▶ _Exercise aim_:
Beginning at the line that contains "the form (255,30);", reproduce every line to the end of the material without changing any of them.

** BEGIN Records for the task **

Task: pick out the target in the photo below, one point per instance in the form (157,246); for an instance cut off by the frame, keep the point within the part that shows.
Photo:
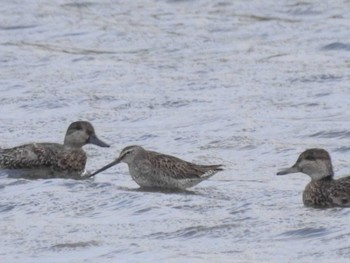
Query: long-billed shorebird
(323,190)
(48,160)
(156,170)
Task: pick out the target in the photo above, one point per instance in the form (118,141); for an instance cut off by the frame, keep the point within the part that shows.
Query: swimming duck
(323,190)
(156,170)
(49,160)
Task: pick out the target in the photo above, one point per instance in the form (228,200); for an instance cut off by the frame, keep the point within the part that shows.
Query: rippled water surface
(249,84)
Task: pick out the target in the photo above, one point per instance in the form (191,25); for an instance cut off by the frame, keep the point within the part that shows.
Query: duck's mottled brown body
(327,192)
(323,190)
(156,170)
(47,160)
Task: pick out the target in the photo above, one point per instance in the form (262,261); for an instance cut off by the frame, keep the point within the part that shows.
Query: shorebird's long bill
(291,170)
(94,140)
(106,167)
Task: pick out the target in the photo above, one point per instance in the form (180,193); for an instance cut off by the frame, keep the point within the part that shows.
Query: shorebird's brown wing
(340,192)
(180,169)
(25,156)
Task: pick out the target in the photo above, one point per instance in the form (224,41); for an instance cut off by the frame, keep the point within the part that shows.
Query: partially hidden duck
(50,160)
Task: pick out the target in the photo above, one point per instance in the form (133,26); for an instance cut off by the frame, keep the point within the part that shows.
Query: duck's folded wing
(340,193)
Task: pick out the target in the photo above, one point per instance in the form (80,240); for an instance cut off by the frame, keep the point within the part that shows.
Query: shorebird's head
(127,155)
(314,162)
(80,133)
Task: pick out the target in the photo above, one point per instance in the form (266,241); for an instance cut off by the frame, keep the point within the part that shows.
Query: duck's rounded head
(80,133)
(314,162)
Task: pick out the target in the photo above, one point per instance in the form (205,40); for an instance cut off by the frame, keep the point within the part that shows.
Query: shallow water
(247,84)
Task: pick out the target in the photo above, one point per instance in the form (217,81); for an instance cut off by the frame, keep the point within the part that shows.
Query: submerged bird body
(323,190)
(48,160)
(156,170)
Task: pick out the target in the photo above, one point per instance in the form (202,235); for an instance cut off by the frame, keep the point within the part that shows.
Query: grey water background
(249,84)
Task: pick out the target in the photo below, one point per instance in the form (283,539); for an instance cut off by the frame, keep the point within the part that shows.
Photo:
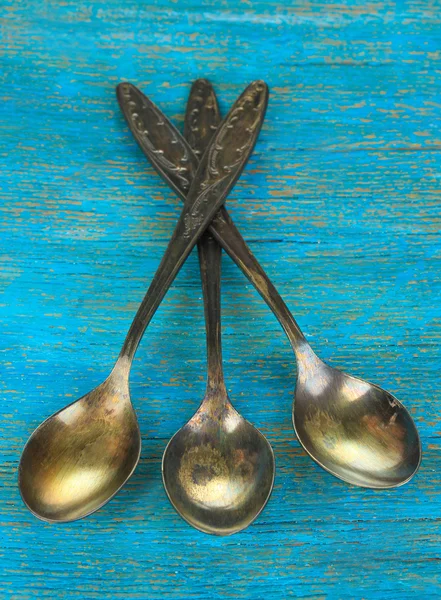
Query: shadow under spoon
(354,429)
(77,459)
(218,470)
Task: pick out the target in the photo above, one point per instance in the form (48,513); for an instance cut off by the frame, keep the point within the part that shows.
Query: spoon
(218,470)
(78,458)
(354,429)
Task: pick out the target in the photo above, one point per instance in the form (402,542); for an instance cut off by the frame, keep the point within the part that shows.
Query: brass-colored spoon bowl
(218,470)
(80,457)
(354,429)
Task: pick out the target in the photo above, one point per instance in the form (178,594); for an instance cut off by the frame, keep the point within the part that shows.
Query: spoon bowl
(355,430)
(79,458)
(218,470)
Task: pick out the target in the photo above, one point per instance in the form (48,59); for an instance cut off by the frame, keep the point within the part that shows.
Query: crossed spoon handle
(353,429)
(79,458)
(172,156)
(202,119)
(215,175)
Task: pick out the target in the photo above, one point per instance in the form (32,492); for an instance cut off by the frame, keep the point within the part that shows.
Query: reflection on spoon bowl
(218,470)
(355,430)
(81,456)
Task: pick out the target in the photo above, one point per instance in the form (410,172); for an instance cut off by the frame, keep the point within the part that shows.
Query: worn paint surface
(340,202)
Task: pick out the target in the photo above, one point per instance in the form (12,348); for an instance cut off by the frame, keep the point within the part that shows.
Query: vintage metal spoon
(218,470)
(355,430)
(82,455)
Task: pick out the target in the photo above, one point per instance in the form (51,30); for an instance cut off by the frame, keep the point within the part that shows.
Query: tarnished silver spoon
(80,457)
(354,429)
(218,470)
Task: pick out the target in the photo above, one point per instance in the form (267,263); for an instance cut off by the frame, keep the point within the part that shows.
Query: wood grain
(340,203)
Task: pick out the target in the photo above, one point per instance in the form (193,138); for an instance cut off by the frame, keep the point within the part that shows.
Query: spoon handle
(216,174)
(202,118)
(169,153)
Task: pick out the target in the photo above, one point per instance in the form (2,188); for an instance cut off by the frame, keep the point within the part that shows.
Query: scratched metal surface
(341,204)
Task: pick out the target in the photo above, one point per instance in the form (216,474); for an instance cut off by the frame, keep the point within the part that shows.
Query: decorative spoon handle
(201,121)
(216,174)
(169,153)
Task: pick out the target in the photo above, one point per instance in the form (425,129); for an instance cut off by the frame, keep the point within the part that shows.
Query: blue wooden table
(341,204)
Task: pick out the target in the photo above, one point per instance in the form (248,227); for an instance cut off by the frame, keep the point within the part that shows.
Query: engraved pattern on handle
(155,134)
(202,211)
(230,238)
(201,120)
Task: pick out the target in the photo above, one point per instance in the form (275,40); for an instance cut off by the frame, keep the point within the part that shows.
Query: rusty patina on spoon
(218,470)
(354,429)
(80,457)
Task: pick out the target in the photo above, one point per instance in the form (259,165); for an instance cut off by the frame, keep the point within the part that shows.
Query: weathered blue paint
(340,202)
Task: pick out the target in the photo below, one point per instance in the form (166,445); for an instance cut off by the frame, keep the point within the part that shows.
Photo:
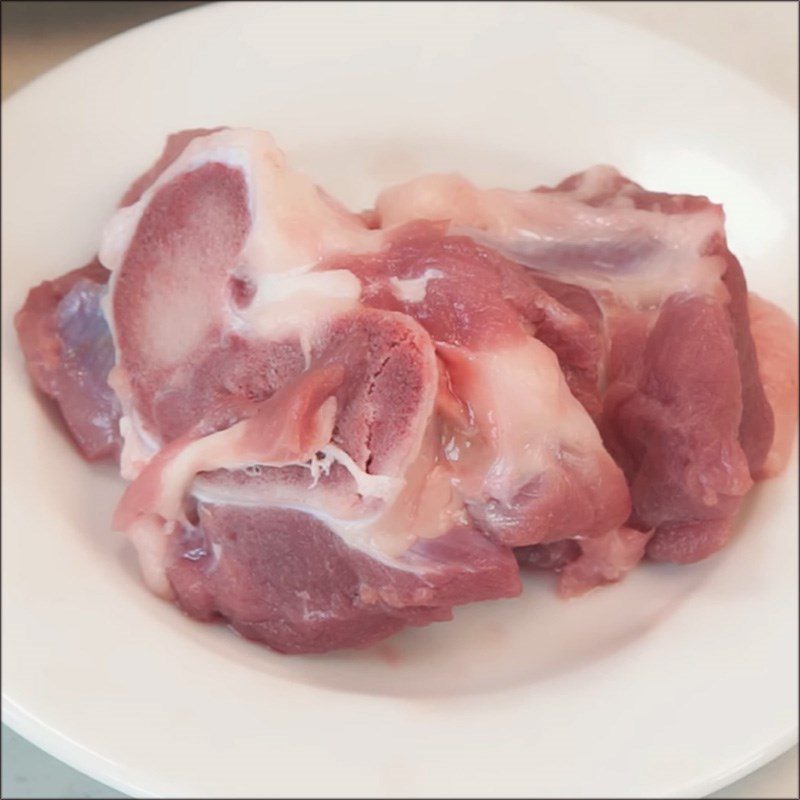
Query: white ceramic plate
(673,683)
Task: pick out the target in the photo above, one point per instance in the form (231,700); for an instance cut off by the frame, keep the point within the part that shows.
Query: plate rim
(93,764)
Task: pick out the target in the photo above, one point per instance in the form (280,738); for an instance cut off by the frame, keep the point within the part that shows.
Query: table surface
(757,38)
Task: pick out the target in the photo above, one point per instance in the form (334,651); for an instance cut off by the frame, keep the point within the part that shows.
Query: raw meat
(69,352)
(684,410)
(337,425)
(220,321)
(775,336)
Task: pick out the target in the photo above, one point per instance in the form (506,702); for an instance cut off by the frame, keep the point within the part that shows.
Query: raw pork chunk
(684,410)
(337,425)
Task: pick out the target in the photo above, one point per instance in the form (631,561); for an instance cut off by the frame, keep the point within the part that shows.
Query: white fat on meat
(294,226)
(525,416)
(413,290)
(530,226)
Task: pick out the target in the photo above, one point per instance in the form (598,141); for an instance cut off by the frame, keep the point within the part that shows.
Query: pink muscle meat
(337,425)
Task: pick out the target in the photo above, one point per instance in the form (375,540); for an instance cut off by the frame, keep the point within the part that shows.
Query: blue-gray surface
(29,772)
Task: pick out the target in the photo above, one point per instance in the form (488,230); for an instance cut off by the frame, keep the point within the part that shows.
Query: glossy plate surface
(671,684)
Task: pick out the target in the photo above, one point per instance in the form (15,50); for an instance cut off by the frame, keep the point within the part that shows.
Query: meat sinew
(335,429)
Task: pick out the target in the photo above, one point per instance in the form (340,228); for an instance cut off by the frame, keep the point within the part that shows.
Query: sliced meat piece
(226,567)
(775,336)
(69,353)
(647,271)
(174,146)
(605,559)
(528,460)
(226,330)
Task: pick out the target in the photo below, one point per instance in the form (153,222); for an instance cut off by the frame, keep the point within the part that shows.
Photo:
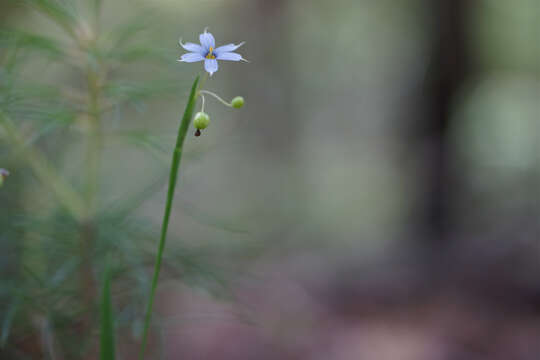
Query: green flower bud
(201,121)
(237,102)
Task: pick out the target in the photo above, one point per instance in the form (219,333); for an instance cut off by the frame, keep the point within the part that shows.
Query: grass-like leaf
(175,166)
(107,348)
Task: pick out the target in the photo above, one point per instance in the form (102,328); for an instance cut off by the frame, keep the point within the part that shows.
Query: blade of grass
(107,350)
(177,156)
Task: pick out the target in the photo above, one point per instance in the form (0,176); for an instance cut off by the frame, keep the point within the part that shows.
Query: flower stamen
(210,54)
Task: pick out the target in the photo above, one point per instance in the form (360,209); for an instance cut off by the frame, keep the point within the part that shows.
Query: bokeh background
(378,197)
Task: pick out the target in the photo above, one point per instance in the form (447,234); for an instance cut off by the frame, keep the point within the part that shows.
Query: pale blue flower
(208,52)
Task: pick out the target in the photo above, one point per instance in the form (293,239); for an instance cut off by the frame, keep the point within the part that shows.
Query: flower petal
(211,66)
(229,56)
(207,40)
(193,47)
(228,48)
(191,57)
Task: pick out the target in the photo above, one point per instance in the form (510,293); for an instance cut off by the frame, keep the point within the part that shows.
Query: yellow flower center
(211,54)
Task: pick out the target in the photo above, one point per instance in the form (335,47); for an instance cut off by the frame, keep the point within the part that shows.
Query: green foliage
(57,89)
(107,346)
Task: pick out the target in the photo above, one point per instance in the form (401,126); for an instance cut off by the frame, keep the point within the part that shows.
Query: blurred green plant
(58,248)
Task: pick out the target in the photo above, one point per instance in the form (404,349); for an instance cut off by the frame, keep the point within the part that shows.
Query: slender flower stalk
(173,176)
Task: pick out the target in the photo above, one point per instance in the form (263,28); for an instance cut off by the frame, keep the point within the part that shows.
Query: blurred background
(378,197)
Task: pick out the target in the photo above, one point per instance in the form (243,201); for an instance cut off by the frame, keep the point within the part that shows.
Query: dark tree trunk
(449,69)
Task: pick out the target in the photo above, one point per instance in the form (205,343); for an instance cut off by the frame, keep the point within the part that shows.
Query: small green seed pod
(201,121)
(237,102)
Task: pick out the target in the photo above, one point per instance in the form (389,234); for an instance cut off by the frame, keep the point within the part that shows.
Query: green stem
(44,171)
(216,96)
(177,156)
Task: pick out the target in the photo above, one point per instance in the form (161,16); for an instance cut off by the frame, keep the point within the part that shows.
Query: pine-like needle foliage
(56,90)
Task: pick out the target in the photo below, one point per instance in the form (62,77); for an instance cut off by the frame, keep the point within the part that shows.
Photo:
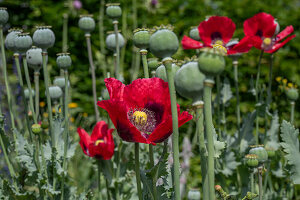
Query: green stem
(66,132)
(29,88)
(292,111)
(137,171)
(117,69)
(92,66)
(236,81)
(208,84)
(37,92)
(8,91)
(175,136)
(202,148)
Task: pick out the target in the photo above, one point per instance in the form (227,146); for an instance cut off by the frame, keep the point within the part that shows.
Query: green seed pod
(26,93)
(34,58)
(55,92)
(194,194)
(189,81)
(292,94)
(10,39)
(43,37)
(3,16)
(23,42)
(86,23)
(251,160)
(63,61)
(161,71)
(163,43)
(36,129)
(211,62)
(153,63)
(194,34)
(111,41)
(262,155)
(141,38)
(113,10)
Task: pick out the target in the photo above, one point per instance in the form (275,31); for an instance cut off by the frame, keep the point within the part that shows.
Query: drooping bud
(86,23)
(111,41)
(63,61)
(43,37)
(113,10)
(163,42)
(34,58)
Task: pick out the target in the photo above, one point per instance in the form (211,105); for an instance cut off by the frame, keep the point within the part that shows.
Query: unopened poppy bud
(23,42)
(36,129)
(10,39)
(86,23)
(292,94)
(163,43)
(141,38)
(211,62)
(161,71)
(26,93)
(113,10)
(153,63)
(251,160)
(111,41)
(260,151)
(194,34)
(3,16)
(63,61)
(55,92)
(43,37)
(194,194)
(189,81)
(34,58)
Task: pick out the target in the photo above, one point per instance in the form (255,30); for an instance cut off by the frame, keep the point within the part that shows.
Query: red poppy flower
(100,144)
(216,32)
(262,30)
(141,111)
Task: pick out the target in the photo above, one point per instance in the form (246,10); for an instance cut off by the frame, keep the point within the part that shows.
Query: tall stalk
(208,85)
(202,147)
(175,136)
(92,66)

** END Records for the task **

▶ _The solution_:
Task: pick out the target in the photo above, one point per instance in the form (255,30); for an instance cut off by the frame, keep the point within the part that shows.
Query: red poppy flower
(100,144)
(216,32)
(262,30)
(141,111)
Task: pick out the target in the photo above, one point per instance in the form (246,10); for an instance cut off by the frame, keep the point within the part that shows.
Query: tall stalk
(208,85)
(202,147)
(175,136)
(92,66)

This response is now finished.